Re: [vchkpw] Re: SMTP-Auth question

2004-04-05 Thread Joel Newkirk
(Apologies for the delayed reply - I've been on the road)
On Thu, 2004-04-01 at 13:52, Peter Palmreuther wrote:

  Even if RELAYCLIENT is set, (the Auth patched) qmail-smtpd *WILL* ask for
  Authentication. 
 
 No. It'll /OFFER/ SMTP-ATUH, for those that want to set up their mail
 client to always use SMTP-AUTH instead of relying on a formerly done
 POP3.
 
 You absolutely don't have to make ANY use of this offer. If your IP is
 set to RELAYCLIENT= by a former POP3 (or whatever) connection, or
 even is set statically to be allowed to relay, the MUA can simply go


 I read this:
 
 ,- [ mid:[EMAIL PROTECTED] ]
 | Is there any way to set up SMTP-Auth, while still allowing pop-b4-smtp? 
 | So far when I've rebuilt the system with SMTP-Auth patching, it will
 | ONLY accept SMTP-Auth to allow relaying... :(
 `-
 
 as follows:
 
 - I want both method, SMTP-Auth and POP3-b4-SMTP, for allowing a client
   to relay.
 - I don't want the system to /require/ SMTP-Auth when POP3-b4-SMTP
   already set RELAYCLIENT=
 
 But maybe I got it wrong ... Joel?

No, you got it right.  When I'd tested after rebuilding with SMTP-Auth,
I was unable to send mail through without authentication.  It could,
however, have been caused by my MUA (Evolution 1.4) and my own local
configuration, rather than the server - I'll be looking into that
tomorrow.  Thanks.

j

-- 
Not all those who wander are lost.  - JRR Tolkien



Re: [vchkpw] Re: SMTP-Auth question

2004-04-05 Thread Werner Amon
Joel Newkirk schrieb:


- I want both method, SMTP-Auth and POP3-b4-SMTP, for allowing a client
 to relay.
- I don't want the system to /require/ SMTP-Auth when POP3-b4-SMTP
 already set RELAYCLIENT=
Hi,

I have such a setup.
I use qmail-spamcontrol+vpopmail+mysql+courier+relay-ctrl
my smtpd run file:

#!/bin/sh
QMAILDUID=`id -u vpopmail`
NOFILESGID=`id -g vpopmail`
MAXSMTPD=`cat /var/qmail/control/concurrencyincoming`
exec /usr/local/bin/envdir /etc/relay-ctrl \
/usr/local/bin/tcpserver -v -R -H -c $MAXSMTPD -x 
/home/vpopmail/etc/tcp.smtp.cdb \
-u $QMAILDUID -g $NOFILESGID 0 smtp \
/usr/local/bin/relay-ctrl-check \
/usr/local/bin/rblsmtpd -b \
-r relays.ordb.org \
-r sbl-xbl.spamhaus.org \
-r opm.blitzed.org \
-r bl.spamcop.net \
-r list.dsbl.org \
-r relays.visi.com \
-r obsl.outblaze.com \
/var/qmail/bin/qmail-smtpd \
/home/vpopmail/bin/vchkpw /bin/true 21

Both auth methods work well on my system

Werner


Re: [vchkpw] Re: SMTP-Auth question

2004-04-01 Thread Erwin Hoffmann
Hi Peter,

At 17:24 31.03.04 +0200, you wrote:
Hello Erwin,

On Wednesday, March 31, 2004 at 10:09:29 AM you wrote (at least in
part):

 In case a client is accepted via pop-4-smtpd, the $RELAYCLIENT environment
 variable is set. It might be useful to define this variable explicitely,
 ie. RELAYCLIENT=PB4S.

(Data items)
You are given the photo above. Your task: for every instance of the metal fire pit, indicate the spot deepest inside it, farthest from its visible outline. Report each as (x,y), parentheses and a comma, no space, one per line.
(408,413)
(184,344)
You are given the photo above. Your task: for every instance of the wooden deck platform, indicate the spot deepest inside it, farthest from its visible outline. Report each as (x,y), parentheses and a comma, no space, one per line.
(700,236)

# What you need to do
• 1. Transcribe everything in the SMTP-Auth thread from "In case a client" down to "ie. RELAYCLIENT=PB4S.".
• 2. In the SMTP-Auth thread, which mail client and version does Joel Newkirk say he was using?
• 3. List every server that Werner's smtpd run file in the SMTP-Auth thread passes to rblsmtpd with the -r option.

# Replies
• 1.
In case a client is accepted via pop-4-smtpd, the $RELAYCLIENT environment
 variable is set. It might be useful to define this variable explicitely,
 ie. RELAYCLIENT=PB4S.

• 2. Evolution 1.4

• 3.
relays.ordb.org
sbl-xbl.spamhaus.org
opm.blitzed.org
bl.spamcop.net
list.dsbl.org
relays.visi.com
obsl.outblaze.com